> [ACTION ITEM]:
Some of the lines below need repeating. Reproduce exactly those between the lines holding "Locate the wooden" and "Locate the chair slat", inclusive.

┌──

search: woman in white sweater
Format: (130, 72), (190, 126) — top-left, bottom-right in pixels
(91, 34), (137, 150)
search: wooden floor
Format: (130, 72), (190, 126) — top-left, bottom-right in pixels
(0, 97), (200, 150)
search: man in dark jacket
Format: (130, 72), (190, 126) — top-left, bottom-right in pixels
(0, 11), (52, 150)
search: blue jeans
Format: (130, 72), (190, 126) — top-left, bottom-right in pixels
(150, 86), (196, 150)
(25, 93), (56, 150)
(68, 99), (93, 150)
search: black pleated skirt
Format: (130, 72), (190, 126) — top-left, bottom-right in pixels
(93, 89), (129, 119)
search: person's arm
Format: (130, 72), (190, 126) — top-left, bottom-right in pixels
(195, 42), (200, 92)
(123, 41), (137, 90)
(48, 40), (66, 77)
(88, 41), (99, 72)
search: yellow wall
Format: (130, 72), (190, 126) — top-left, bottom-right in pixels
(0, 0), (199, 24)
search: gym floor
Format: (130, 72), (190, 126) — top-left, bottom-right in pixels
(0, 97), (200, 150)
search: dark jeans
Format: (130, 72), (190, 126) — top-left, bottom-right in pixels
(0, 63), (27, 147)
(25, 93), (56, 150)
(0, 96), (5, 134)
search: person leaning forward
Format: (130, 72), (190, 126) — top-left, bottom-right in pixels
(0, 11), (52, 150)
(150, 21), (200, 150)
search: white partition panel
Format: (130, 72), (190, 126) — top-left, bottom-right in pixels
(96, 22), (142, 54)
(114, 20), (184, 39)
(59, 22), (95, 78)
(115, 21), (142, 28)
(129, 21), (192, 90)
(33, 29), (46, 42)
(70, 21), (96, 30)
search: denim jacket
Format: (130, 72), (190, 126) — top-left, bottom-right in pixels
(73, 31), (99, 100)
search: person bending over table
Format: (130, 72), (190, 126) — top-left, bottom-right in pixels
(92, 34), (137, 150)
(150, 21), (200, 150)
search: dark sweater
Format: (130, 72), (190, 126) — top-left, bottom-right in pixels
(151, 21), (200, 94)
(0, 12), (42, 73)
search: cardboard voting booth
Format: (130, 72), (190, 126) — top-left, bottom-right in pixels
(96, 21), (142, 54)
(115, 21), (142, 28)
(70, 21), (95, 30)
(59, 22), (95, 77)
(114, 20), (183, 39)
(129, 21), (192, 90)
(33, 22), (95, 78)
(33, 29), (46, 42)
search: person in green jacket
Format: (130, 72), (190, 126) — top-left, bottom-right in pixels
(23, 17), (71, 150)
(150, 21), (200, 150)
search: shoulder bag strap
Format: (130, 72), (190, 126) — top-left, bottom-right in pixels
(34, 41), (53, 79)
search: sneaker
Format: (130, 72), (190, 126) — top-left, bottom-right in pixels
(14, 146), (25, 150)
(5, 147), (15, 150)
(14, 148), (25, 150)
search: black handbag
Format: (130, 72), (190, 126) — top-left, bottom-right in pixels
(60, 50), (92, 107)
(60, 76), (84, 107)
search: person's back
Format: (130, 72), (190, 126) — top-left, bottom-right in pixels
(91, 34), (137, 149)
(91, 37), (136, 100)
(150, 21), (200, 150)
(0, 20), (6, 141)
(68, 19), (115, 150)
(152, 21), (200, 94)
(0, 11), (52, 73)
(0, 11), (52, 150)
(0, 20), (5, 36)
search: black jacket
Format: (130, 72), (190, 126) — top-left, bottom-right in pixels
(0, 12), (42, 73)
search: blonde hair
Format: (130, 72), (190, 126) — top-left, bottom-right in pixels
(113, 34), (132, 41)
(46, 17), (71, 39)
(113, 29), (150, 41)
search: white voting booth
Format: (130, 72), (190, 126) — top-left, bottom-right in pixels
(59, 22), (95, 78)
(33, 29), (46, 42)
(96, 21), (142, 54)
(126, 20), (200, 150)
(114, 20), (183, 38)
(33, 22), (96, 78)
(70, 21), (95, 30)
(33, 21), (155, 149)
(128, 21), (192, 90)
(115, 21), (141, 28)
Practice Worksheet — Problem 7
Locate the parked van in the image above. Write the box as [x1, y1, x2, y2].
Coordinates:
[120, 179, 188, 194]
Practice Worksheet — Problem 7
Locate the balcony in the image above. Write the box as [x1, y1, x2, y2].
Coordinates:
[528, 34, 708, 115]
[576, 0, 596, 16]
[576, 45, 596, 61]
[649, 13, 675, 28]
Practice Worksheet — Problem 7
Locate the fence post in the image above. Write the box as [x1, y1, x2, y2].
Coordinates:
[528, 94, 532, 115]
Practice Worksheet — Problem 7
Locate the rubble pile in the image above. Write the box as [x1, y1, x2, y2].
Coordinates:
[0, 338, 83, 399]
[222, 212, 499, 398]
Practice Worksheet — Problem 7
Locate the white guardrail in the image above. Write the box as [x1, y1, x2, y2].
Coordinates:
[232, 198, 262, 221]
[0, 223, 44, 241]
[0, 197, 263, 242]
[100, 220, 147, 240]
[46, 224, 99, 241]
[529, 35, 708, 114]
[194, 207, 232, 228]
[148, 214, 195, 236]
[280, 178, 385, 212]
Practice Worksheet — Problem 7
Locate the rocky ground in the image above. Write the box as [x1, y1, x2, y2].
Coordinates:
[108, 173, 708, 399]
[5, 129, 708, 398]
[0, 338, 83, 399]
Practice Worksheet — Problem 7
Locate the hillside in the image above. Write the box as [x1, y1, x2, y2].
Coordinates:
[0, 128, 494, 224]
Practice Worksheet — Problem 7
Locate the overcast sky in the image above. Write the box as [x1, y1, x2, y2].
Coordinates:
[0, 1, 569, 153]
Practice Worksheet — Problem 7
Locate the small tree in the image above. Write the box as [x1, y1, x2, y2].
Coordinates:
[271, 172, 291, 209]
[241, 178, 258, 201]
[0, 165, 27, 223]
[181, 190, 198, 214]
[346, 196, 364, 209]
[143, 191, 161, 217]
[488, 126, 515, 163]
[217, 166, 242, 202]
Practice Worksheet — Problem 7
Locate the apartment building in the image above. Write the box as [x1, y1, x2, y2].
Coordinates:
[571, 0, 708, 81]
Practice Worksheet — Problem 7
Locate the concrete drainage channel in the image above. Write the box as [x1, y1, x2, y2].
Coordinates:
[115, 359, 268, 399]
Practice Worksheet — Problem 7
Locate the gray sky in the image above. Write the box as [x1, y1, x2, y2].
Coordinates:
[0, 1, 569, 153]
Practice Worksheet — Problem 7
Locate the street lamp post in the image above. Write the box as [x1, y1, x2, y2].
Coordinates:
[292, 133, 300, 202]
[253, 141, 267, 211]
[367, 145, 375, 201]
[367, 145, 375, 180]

└──
┌──

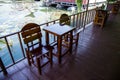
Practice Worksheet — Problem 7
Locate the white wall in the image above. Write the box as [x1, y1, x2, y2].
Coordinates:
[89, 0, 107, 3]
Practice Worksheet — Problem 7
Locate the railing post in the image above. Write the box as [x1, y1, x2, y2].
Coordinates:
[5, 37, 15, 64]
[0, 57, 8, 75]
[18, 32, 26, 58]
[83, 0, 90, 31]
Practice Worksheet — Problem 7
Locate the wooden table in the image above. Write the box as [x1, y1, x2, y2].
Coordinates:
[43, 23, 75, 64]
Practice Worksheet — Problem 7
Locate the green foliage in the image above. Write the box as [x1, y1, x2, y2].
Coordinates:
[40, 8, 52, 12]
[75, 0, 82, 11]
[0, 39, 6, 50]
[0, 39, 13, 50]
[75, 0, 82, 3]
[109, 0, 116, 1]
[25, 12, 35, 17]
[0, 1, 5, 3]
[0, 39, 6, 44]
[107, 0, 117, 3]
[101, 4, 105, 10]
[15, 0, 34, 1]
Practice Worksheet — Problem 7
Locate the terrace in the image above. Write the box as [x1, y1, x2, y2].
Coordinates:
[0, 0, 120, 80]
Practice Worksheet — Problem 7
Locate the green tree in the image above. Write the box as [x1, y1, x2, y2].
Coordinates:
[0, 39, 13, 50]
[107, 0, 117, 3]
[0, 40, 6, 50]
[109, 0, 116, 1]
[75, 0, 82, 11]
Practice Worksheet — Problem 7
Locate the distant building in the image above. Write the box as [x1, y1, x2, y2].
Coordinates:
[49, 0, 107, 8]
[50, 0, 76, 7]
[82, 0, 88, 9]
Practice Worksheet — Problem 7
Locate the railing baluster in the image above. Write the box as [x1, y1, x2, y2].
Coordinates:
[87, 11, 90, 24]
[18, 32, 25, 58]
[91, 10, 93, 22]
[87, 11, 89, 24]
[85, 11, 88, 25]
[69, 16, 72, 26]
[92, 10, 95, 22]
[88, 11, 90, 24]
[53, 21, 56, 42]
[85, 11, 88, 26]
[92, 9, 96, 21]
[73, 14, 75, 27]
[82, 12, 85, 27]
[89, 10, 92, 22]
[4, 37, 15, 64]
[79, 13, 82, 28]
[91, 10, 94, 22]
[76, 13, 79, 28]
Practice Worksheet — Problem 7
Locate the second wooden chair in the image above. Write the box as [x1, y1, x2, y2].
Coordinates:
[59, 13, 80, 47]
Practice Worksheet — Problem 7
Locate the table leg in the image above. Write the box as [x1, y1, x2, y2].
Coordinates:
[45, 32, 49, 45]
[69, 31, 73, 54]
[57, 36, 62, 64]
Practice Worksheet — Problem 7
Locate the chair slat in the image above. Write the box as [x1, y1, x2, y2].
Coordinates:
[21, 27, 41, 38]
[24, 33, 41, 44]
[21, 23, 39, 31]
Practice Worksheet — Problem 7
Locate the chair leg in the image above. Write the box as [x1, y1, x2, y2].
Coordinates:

└──

> [FINISHED EXERCISE]:
Locate the wooden table in the image above. Write the box as [x1, y1, x2, y2].
Coordinates:
[43, 23, 75, 64]
Practice Worksheet — Problem 7
Locate the green foliage in the image above. Write the box as [x1, y1, x2, y2].
Coordinates:
[40, 8, 52, 12]
[75, 0, 82, 11]
[0, 39, 6, 50]
[0, 39, 13, 50]
[75, 0, 82, 3]
[109, 0, 116, 1]
[25, 12, 35, 17]
[0, 1, 5, 3]
[0, 39, 6, 44]
[107, 0, 117, 3]
[101, 4, 105, 10]
[15, 0, 34, 1]
Practice Worksheet — Problem 7
Locate the terrace in the image above. Write the box as [x1, y1, x2, y2].
Coordinates:
[0, 0, 120, 80]
Practice Worksheet — Problem 7
Locate the green tree in the image above. Write the box as [x1, y1, x2, y2].
Coordinates:
[0, 39, 13, 50]
[107, 0, 117, 3]
[0, 40, 6, 50]
[109, 0, 116, 1]
[75, 0, 82, 11]
Practice Worksheet — Problem 7
Locate the distant building in the image above. Write the box as [x1, y1, x2, y2].
Coordinates:
[49, 0, 107, 8]
[50, 0, 76, 7]
[82, 0, 88, 9]
Practice Worksheet — Problem 7
Locate the railing baluster in the image above. Write the box as [x1, y1, x2, y2].
Coordinates:
[87, 11, 90, 24]
[18, 32, 25, 58]
[91, 10, 93, 22]
[87, 11, 89, 24]
[85, 11, 88, 25]
[69, 16, 72, 26]
[92, 10, 95, 22]
[88, 11, 90, 24]
[53, 21, 56, 42]
[85, 11, 88, 26]
[92, 9, 96, 21]
[73, 14, 75, 27]
[82, 12, 85, 27]
[89, 10, 92, 22]
[4, 37, 15, 64]
[79, 13, 82, 28]
[91, 10, 94, 22]
[76, 13, 79, 28]
Practice Worksheet — Problem 7
Locate the second wooden chair in the image above. Write the box as [x1, y1, x2, y2].
Coordinates:
[59, 13, 80, 47]
Practice Worksheet — Problem 7
Locate the table leg in the image above. Write the box as [x1, y1, x2, y2].
Coordinates:
[45, 32, 49, 45]
[69, 31, 73, 54]
[57, 36, 62, 64]
Practice Worksheet — Problem 7
Locate the chair slat in the image above. Write the box as [x1, y1, x2, y2].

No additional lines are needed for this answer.